▸ **WORK TO COMPLETE**: Go through the entries below line by line and count those containing "wire"; the answer is that count alone.

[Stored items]
>>>
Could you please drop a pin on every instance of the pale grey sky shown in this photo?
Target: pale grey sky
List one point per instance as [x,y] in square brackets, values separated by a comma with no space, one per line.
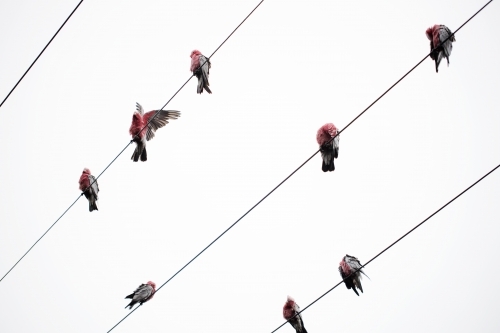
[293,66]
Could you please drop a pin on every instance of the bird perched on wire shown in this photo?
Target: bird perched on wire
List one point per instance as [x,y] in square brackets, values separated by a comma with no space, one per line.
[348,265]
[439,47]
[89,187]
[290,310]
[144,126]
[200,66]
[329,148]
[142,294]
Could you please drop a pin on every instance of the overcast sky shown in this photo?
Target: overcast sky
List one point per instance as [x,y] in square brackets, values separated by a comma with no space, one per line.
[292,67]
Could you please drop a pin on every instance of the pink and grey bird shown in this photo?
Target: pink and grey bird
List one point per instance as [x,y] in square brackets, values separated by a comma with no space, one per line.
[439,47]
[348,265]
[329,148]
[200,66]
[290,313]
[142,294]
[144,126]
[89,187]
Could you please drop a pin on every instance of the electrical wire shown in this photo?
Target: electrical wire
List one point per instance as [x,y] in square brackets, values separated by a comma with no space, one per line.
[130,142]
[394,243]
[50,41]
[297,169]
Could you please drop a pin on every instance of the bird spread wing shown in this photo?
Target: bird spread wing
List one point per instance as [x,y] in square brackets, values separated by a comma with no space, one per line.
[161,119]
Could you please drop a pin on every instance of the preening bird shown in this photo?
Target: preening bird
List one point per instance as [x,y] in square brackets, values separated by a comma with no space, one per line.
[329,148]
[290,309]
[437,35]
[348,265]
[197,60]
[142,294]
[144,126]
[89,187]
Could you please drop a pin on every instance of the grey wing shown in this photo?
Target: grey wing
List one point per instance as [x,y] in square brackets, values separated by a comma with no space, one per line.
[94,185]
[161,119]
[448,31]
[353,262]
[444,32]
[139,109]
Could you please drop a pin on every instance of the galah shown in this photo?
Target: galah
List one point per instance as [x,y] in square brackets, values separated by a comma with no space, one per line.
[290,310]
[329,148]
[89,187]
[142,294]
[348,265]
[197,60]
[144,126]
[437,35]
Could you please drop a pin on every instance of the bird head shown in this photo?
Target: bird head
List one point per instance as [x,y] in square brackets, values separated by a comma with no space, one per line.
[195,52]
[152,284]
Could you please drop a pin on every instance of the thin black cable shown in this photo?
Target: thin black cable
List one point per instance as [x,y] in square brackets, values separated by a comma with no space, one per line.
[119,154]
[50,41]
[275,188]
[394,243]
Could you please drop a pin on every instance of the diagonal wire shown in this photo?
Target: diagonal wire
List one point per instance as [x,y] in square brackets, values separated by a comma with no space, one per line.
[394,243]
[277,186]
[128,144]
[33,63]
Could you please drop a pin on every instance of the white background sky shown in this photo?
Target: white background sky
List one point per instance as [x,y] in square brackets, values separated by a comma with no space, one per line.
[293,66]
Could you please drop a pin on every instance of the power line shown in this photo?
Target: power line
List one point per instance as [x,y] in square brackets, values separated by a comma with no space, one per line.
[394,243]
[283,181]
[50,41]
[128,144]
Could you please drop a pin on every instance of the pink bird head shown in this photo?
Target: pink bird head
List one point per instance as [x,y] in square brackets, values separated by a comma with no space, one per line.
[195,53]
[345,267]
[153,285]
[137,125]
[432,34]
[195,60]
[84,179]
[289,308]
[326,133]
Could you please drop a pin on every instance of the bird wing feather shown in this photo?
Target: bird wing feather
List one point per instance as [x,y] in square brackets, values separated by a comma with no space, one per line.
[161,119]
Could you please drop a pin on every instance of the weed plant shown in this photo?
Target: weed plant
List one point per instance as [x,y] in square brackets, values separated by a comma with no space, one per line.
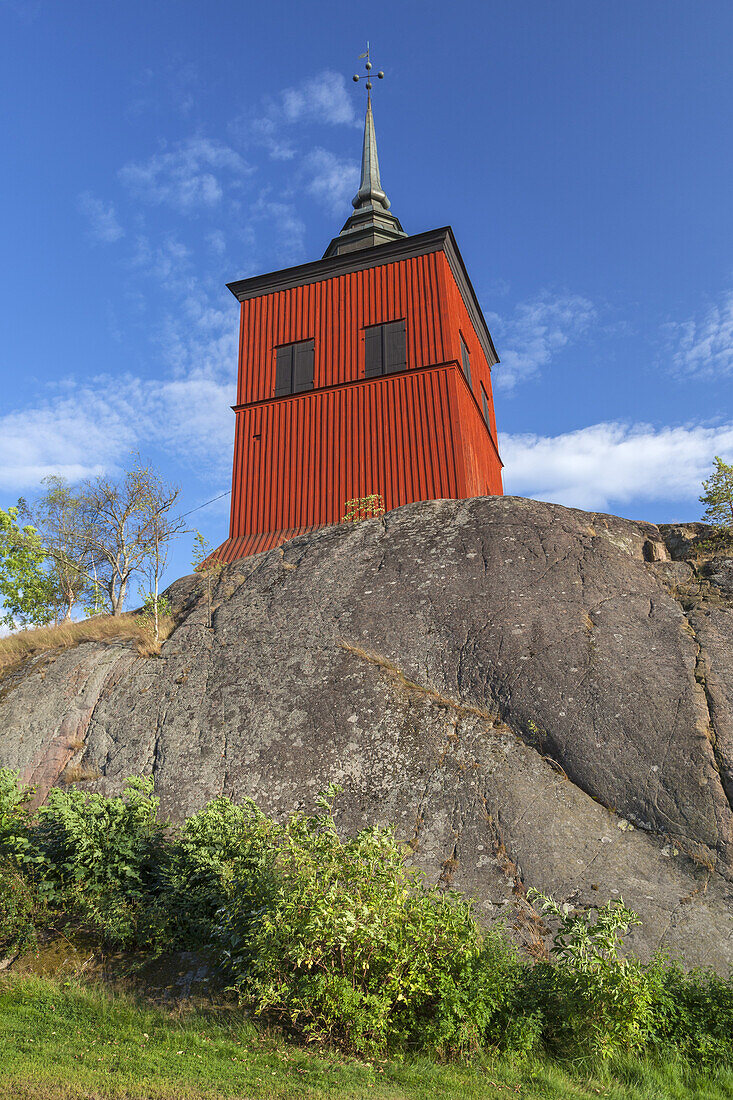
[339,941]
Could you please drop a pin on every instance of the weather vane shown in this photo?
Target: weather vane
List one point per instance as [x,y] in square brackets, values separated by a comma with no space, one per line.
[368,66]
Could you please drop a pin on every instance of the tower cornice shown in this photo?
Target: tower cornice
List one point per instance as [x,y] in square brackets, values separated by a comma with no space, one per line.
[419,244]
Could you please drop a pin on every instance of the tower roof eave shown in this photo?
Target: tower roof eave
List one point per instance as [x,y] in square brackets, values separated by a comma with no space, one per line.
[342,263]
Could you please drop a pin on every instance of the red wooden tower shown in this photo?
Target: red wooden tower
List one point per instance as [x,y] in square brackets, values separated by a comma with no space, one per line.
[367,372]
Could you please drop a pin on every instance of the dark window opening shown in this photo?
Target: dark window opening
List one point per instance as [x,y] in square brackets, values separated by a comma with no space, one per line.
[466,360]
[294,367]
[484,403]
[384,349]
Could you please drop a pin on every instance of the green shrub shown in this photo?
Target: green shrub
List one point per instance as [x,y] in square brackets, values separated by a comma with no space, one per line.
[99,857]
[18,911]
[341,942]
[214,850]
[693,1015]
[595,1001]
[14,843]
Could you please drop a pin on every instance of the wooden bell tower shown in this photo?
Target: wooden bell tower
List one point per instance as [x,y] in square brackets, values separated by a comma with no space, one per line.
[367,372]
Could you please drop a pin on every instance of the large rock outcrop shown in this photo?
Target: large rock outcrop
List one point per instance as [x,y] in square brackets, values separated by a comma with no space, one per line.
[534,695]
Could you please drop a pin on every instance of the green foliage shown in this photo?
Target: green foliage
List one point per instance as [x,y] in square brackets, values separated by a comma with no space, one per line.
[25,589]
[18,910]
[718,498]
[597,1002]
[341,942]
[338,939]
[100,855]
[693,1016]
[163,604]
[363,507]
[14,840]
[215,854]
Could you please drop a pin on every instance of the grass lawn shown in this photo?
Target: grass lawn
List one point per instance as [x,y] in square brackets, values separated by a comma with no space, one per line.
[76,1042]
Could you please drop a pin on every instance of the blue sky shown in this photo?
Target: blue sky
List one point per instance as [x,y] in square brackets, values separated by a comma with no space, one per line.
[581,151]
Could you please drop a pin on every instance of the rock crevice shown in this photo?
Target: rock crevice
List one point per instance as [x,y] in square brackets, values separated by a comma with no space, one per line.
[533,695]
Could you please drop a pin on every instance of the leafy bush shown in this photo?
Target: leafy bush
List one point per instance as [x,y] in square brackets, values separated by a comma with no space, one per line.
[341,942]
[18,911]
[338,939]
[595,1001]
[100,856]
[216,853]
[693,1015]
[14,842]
<<<
>>>
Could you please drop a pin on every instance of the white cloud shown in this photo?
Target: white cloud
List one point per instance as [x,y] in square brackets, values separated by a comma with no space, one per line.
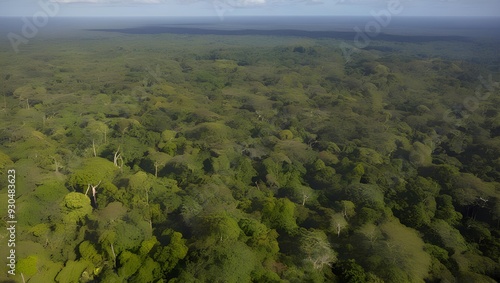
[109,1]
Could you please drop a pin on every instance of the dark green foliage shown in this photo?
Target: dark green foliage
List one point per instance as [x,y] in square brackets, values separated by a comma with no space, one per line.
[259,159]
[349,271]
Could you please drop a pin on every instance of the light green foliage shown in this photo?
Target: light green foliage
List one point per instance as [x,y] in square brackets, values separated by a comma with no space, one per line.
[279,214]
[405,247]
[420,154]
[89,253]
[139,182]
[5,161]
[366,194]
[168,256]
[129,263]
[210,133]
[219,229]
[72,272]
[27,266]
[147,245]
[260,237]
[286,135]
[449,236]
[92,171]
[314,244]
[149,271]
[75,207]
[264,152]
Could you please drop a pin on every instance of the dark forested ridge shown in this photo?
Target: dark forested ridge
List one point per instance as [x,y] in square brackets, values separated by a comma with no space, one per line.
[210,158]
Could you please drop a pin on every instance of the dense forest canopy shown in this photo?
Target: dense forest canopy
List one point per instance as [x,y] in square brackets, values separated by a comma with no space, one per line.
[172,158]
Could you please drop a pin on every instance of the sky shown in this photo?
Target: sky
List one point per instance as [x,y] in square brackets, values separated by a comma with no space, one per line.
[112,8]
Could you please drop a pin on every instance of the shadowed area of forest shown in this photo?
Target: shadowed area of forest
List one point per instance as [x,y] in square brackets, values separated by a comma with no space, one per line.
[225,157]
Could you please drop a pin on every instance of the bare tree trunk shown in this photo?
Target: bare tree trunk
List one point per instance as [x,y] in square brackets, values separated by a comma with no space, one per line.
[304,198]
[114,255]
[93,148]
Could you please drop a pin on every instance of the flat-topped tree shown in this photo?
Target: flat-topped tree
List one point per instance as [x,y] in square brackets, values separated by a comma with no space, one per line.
<<<
>>>
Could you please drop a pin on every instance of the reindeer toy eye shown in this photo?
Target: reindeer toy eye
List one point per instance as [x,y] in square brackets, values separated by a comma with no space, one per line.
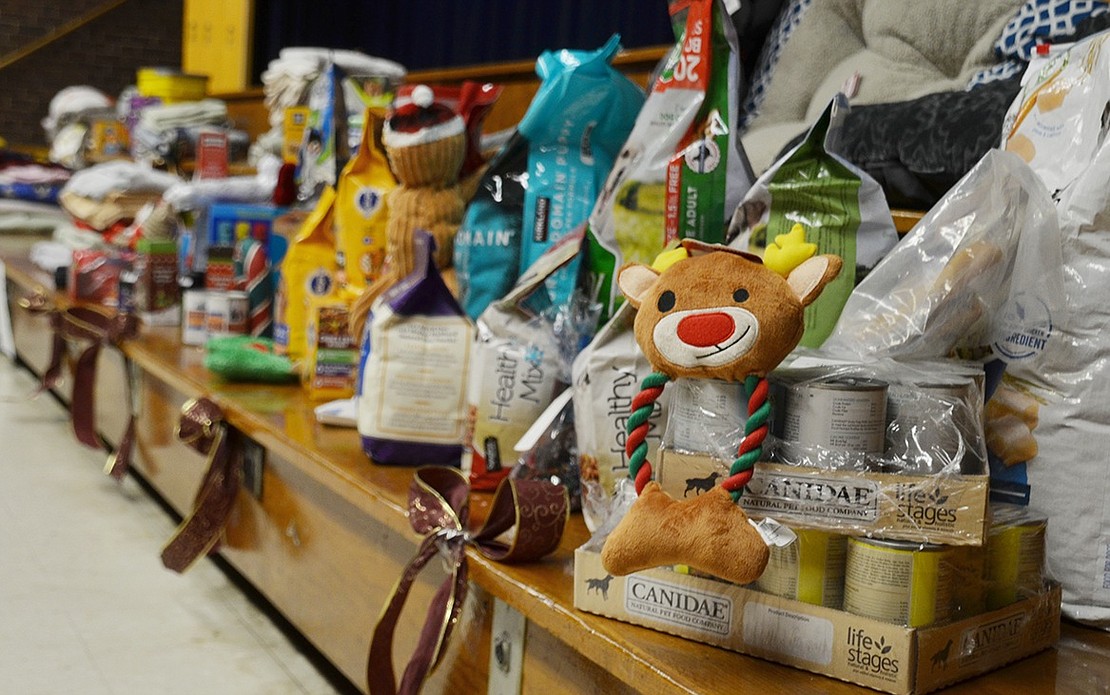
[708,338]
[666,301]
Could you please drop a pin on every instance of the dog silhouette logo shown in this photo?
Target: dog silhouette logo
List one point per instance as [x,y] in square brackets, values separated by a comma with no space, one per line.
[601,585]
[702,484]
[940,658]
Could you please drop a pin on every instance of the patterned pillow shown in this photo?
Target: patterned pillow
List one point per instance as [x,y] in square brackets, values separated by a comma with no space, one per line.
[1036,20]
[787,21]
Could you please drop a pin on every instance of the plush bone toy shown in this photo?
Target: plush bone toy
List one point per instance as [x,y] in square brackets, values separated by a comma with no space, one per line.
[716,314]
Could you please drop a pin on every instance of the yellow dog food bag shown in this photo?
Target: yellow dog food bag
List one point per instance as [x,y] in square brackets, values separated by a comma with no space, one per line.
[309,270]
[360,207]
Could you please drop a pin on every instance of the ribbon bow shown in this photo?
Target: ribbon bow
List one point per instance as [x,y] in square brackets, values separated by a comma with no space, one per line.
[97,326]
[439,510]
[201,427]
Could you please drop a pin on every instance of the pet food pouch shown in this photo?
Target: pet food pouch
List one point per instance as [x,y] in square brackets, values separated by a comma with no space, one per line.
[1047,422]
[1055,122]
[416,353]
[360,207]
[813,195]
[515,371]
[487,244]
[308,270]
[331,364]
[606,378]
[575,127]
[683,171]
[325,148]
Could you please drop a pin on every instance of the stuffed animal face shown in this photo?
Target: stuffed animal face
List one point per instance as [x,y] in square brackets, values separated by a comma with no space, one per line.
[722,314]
<<<
▸ **ANSWER BOX**: 6